DOCUMENT SEGMENT:
-- Start --

Dijkstra Kandinsky Knuth



List of Algorithms



walk_ivy.png


A* (A-star) Algorithm

The detailed description of A* algorithm can be found A* Pathfinding for Beginners.

The C++ code below is based on that article, and it's using priority_queue of STL to store sorted list of nodes. When we push( ) an object onto a priority_queue, that object is sorted into the queue according to a comparison function or function object. We can allow the default less template to supply this, or we can provide one of our own as in the code below. The priority_queue ensures that when we look at the top( ) element, it will be the one with the highest priority. When we're done with it, we call pop( ) to remove it and bring the next one into place. Thus, the priority_queue has nearly the same interface as a stack, but it behaves differently. Like stack and queue, priority_queue is an adaptor that is built on top of one of the basic sequences the default sequence being vector.

The program below, gives lower-F the highest priority by overloading operator< of Node class.

Here is a diagram (8x6 grid) used to simulate the description of the tutorial mentioned earlier:


grid.png

In the code, when NDIR=4, only vertical and horizontal movements are allowed, and when NDIR=8, diagonal movements are allowed.

#include <iostream>
#include <iomanip>
#include <math.h>
#include <ctime>
#include <string>
#include <queue>

using namespace std;

const int IDIM = 8; // horizontal size of the squares
const int JDIM = 6; // vertical size size of the squares
const int NDIR = 4; // number of possible directions to go at any position

// if NDIR = 4
const int iDir[NDIR] = {1, 0, -1, 0};
const int jDir[NDIR] = {0, 1, 0, -1};

// if NDIR = 8
//const int iDir[NDIR] = {1, 1, 0, -1, -1, -1, 0, 1};
//const int jDir[NDIR] = {0, 1, 1, 1, 0, -1, -1, -1};

int squares[IDIM][JDIM];

// list of closed (check-out) nodes
int closedNodes[IDIM][JDIM];

// list of open (not-yet-checked-out) nodes
int openNodes[IDIM][JDIM];

// map of directions (0: East, 1: North, 2: West, 3: South)

-- End --

REQUIRED WORK:
A. According to the A* pathfinding page, which basic sequence does priority_queue use by default?
B. Pick up the A* pathfinding page from its final line and continue it.

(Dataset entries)
-- Start --

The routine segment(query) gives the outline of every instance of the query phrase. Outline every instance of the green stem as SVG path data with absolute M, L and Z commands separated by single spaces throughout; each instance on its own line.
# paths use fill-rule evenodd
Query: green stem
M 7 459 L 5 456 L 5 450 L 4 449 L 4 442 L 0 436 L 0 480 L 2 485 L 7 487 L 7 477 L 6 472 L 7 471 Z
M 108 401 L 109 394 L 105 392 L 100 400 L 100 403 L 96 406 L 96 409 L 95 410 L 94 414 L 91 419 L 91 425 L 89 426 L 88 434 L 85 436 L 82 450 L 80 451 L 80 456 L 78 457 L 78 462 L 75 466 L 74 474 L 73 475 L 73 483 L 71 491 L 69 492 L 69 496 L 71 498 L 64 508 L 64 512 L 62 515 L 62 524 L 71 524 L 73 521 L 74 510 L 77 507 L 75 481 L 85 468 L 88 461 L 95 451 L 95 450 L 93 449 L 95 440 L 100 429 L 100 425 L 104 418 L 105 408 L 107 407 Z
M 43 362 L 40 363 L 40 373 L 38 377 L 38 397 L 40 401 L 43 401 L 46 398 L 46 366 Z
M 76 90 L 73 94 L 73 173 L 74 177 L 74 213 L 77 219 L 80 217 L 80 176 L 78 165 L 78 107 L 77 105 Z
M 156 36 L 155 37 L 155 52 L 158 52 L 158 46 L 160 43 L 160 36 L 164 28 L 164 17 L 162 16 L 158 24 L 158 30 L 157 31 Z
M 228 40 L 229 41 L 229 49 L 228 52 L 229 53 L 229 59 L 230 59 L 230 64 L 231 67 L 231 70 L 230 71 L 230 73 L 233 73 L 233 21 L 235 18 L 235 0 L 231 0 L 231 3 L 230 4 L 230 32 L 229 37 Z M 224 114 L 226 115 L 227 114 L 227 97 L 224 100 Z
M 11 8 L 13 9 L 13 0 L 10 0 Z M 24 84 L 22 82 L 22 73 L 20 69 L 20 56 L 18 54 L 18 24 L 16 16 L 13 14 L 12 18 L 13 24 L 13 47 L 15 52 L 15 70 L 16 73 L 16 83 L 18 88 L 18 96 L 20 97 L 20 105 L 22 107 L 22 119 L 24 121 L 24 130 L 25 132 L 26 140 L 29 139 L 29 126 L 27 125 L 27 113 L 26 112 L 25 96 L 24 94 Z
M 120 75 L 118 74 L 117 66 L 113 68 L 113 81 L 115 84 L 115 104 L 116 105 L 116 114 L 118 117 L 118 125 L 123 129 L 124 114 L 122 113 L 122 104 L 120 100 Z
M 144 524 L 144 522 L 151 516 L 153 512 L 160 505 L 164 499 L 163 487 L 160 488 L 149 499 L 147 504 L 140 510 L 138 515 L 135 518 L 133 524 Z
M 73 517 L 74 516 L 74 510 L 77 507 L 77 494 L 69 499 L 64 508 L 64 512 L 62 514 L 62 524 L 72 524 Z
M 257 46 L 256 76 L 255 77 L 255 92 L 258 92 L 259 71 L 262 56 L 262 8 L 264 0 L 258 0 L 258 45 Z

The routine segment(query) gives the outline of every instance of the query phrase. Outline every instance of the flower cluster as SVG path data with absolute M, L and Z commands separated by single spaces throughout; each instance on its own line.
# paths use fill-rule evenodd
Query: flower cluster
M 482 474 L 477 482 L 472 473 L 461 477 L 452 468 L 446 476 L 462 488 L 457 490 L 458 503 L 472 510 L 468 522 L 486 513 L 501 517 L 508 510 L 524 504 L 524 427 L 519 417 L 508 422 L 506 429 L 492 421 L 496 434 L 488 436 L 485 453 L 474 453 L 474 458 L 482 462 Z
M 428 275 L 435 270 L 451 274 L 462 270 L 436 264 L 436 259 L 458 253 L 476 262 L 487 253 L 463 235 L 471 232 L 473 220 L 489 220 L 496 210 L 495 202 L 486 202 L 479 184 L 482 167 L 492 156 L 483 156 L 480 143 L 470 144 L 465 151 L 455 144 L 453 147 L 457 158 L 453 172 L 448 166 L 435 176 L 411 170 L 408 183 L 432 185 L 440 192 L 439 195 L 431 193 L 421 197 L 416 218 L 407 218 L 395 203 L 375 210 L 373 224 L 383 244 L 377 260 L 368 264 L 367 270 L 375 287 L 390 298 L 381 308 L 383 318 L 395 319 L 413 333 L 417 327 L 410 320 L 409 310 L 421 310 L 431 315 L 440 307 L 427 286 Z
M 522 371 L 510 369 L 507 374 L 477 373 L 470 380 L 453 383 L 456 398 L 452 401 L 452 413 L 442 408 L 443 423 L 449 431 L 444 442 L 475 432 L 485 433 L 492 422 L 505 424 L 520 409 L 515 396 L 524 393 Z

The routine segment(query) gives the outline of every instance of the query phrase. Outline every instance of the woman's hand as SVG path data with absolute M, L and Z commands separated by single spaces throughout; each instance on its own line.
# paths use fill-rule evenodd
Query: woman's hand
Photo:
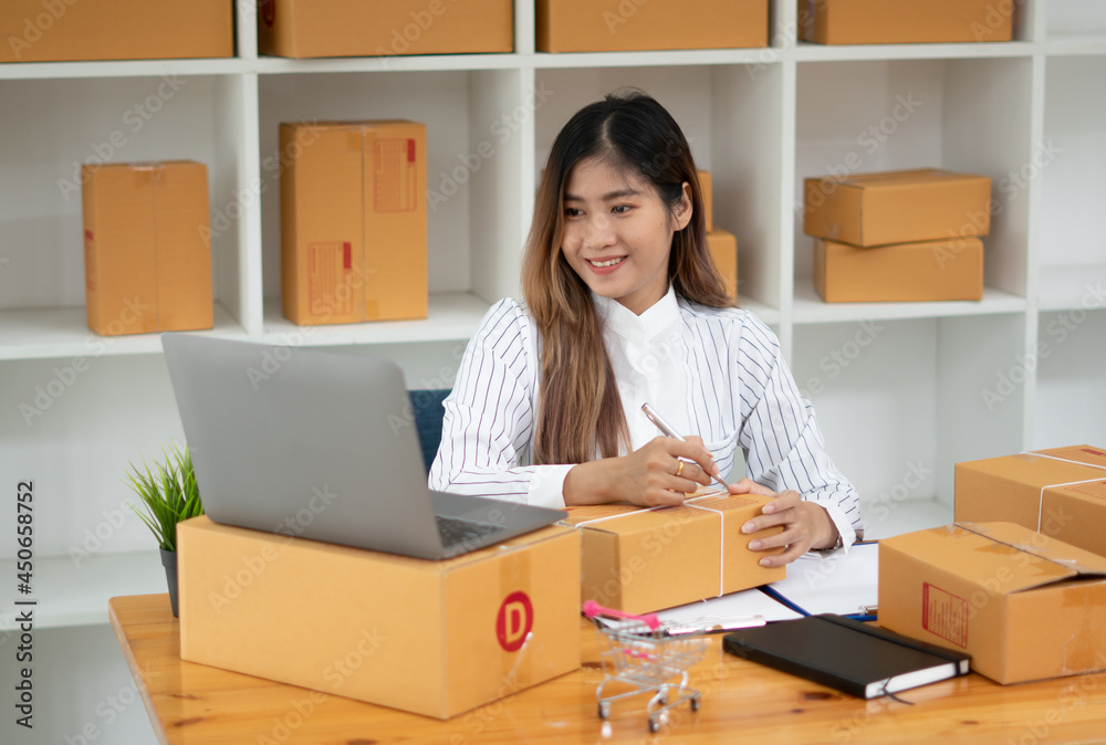
M 714 473 L 718 466 L 699 438 L 658 437 L 628 455 L 574 465 L 564 480 L 564 503 L 681 504 Z
M 830 513 L 815 503 L 803 500 L 799 492 L 779 494 L 749 479 L 730 484 L 731 494 L 760 494 L 774 499 L 764 505 L 760 515 L 741 526 L 742 533 L 755 533 L 773 525 L 782 525 L 783 532 L 749 542 L 750 550 L 765 550 L 785 546 L 782 554 L 765 556 L 761 566 L 776 567 L 791 564 L 812 548 L 830 548 L 837 543 L 837 527 L 830 520 Z

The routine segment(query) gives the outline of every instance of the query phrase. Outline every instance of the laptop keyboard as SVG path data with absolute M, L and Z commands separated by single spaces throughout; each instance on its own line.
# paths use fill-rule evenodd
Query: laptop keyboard
M 435 517 L 438 521 L 438 533 L 441 535 L 441 545 L 446 548 L 463 544 L 466 541 L 476 541 L 489 533 L 498 533 L 505 529 L 502 525 L 483 523 L 476 520 L 446 517 L 445 515 L 435 515 Z

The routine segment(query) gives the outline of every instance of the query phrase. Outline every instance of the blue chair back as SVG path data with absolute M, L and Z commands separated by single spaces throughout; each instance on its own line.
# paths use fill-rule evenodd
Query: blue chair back
M 430 464 L 441 444 L 441 420 L 446 416 L 441 402 L 449 396 L 449 390 L 411 390 L 408 395 L 415 410 L 415 429 L 418 431 L 419 445 L 422 447 L 422 461 L 426 463 L 426 472 L 430 473 Z

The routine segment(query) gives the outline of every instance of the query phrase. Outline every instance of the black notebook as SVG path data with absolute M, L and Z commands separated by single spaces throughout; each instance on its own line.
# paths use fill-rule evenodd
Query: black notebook
M 726 634 L 727 652 L 862 699 L 968 674 L 970 657 L 834 613 Z

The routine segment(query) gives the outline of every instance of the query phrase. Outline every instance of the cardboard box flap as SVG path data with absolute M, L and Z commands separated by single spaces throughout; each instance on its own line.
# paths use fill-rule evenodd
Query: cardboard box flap
M 709 507 L 713 511 L 719 510 L 719 504 L 723 502 L 707 502 L 706 497 L 719 497 L 720 500 L 733 499 L 729 497 L 720 487 L 711 484 L 710 486 L 700 486 L 693 495 L 689 496 L 685 504 L 687 505 L 701 505 L 703 507 Z M 748 501 L 738 500 L 730 504 L 729 506 L 739 507 L 749 504 Z M 557 525 L 571 525 L 573 527 L 580 527 L 582 525 L 594 528 L 596 531 L 605 531 L 607 533 L 628 533 L 633 529 L 638 529 L 643 525 L 648 527 L 655 526 L 655 520 L 651 517 L 645 517 L 645 523 L 633 522 L 626 523 L 625 525 L 633 525 L 633 528 L 617 527 L 615 529 L 611 528 L 612 518 L 618 517 L 620 520 L 630 520 L 629 517 L 622 517 L 623 515 L 648 515 L 649 513 L 659 513 L 660 515 L 666 515 L 666 521 L 671 517 L 675 513 L 670 512 L 674 507 L 643 507 L 636 504 L 628 504 L 624 502 L 613 502 L 607 504 L 588 504 L 586 506 L 580 507 L 565 507 L 568 512 L 567 517 L 557 522 Z
M 1074 461 L 1086 465 L 1094 465 L 1106 469 L 1106 452 L 1091 445 L 1070 445 L 1067 448 L 1052 448 L 1048 450 L 1034 450 L 1034 453 L 1057 458 L 1063 461 Z
M 1012 571 L 1018 576 L 1006 584 L 1010 591 L 1040 587 L 1063 579 L 1106 577 L 1106 557 L 1050 538 L 1021 525 L 1014 523 L 956 523 L 956 526 L 993 544 L 1031 554 L 1055 567 L 1055 569 L 1050 569 L 1048 566 L 1037 562 L 1016 563 Z

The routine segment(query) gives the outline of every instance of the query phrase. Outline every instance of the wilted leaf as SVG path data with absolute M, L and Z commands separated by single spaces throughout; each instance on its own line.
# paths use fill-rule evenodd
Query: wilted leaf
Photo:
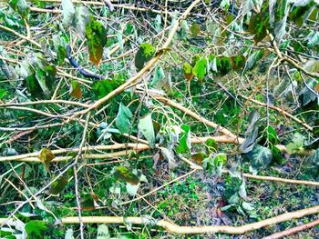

-- End --

IN RESPONSE:
A. By default, priority_queue is built on top of vector.

B.
int dirMap[IDIM][JDIM];

class Node
{
    // current position
    int xPos;
    int yPos;

    // total distance already travelled to reach the node
    int GValue;

    // FValue = GValue + remaining distance estimate
    int FValue;  // smaller FValue gets priority

    public:
        Node(int xp, int yp, int g, int f) 
            {xPos = xp; yPos = yp; GValue = g; FValue = f;}
    
        int getxPos() const {return xPos;}
        int getyPos() const {return yPos;}
        int getGValue() const {return GValue;}
        int getFValue() const {return FValue;}

        void calculateFValue(const int & xDest, const int & yDest)
        {
             FValue = GValue + getHValue(xDest, yDest) * 10; 
        }

        
        void updateGValue(const int & i) // i: direction
        {
            GValue += (NDIR == 8 ? (i % 2 == 0 ? 10 : 14) : 10);
        }
        
        // Estimation function for the remaining distance to the goal.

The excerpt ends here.